## 网页摘录:
....
基于SVM算法的男女生分类器-CSDN博客

本文链接：https://blog.csdn.net/qq_20496483/article/details/115645853

基于SVM算法的男女生分类器

题目：采用SVM设计男女生分类器。采用的特征包含身高、体重、鞋码、50m成绩、肺活量、是否喜欢运动共六个特征。要求：采用平台提供的软件包进行分类器的设计以及测试，尝试不同的核函数设计分类器，采用交叉验证的方式实现对于性能指标的评判（包含SE,SP,ACC和AUC，AUC的计算基于平台的软件包）。

数据集

完整数据集请到Github仓库下载。

# 数据存放在 people.cvs 文件中
# 性别：0代表女，1代表男，是否喜欢运动：0代表不喜欢，1代表喜欢
# 性别，身高，体重，鞋码，50米成绩，肺活量，是否喜欢运动
0,164,47,38,9,2500,1
0,160,46,38,9,2500,1
0,165,60,39,7.4,2400,1
0,168,44,38,9,4000,0
0,167,49,38,6.9,3800,1
0,175,50,38,9,3800,0
0,172,43,36,7.9,2400,1
0,158,49,35,7.9,2400,1
0,162,46,36,9.5,2800,0
0,158,50,37,11,2500,0
0,165,48,36,8,2500,1
0,172,57,38,9.25,2800,0
...
....
## 数据摘录:
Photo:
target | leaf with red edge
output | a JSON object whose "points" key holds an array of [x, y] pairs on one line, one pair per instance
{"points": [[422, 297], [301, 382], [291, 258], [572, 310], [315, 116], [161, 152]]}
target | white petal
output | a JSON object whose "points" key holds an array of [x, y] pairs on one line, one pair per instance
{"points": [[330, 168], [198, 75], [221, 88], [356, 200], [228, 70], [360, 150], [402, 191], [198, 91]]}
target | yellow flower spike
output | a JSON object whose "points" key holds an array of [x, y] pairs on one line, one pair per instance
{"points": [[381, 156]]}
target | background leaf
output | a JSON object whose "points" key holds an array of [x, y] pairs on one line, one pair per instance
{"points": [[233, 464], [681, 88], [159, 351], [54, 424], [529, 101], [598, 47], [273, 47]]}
....
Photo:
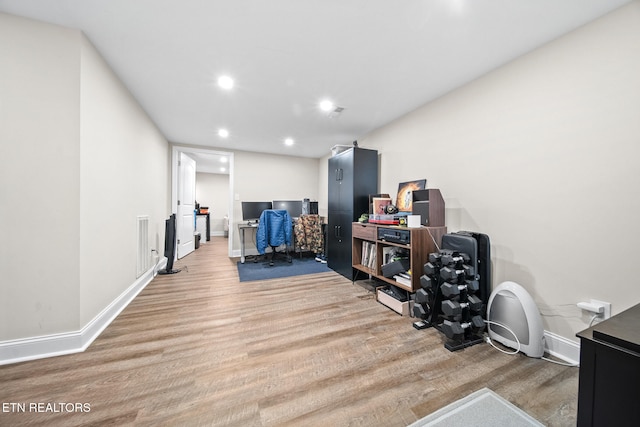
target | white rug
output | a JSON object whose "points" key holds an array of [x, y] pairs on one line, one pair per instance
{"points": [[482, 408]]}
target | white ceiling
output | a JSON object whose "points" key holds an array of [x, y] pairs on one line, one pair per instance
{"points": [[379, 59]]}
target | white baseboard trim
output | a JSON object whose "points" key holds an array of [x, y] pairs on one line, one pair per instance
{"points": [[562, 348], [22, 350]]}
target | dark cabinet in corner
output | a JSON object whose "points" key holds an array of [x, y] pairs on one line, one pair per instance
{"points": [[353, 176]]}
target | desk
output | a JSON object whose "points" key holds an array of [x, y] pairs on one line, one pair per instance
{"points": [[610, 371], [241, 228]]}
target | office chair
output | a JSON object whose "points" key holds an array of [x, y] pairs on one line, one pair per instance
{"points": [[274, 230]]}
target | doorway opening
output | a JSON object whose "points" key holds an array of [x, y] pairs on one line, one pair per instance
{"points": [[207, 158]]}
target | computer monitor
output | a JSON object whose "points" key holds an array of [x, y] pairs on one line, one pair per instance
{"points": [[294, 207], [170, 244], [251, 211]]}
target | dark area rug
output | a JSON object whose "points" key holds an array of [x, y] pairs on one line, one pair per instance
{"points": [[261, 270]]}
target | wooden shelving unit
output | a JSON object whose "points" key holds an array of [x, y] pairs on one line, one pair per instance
....
## 任务要求:
能否把上面那篇讲SVM男女生分类器的博客中，从“基于SVM算法的男女生分类器-CSDN博客”开始、到“C的计算基于平台的软件包）。”结束的这一段原样照录下来？

## 完整回答:
基于SVM算法的男女生分类器-CSDN博客

本文链接：https://blog.csdn.net/qq_20496483/article/details/115645853

基于SVM算法的男女生分类器

题目：采用SVM设计男女生分类器。采用的特征包含身高、体重、鞋码、50m成绩、肺活量、是否喜欢运动共六个特征。要求：采用平台提供的软件包进行分类器的设计以及测试，尝试不同的核函数设计分类器，采用交叉验证的方式实现对于性能指标的评判（包含SE,SP,ACC和AUC，AUC的计算基于平台的软件包）。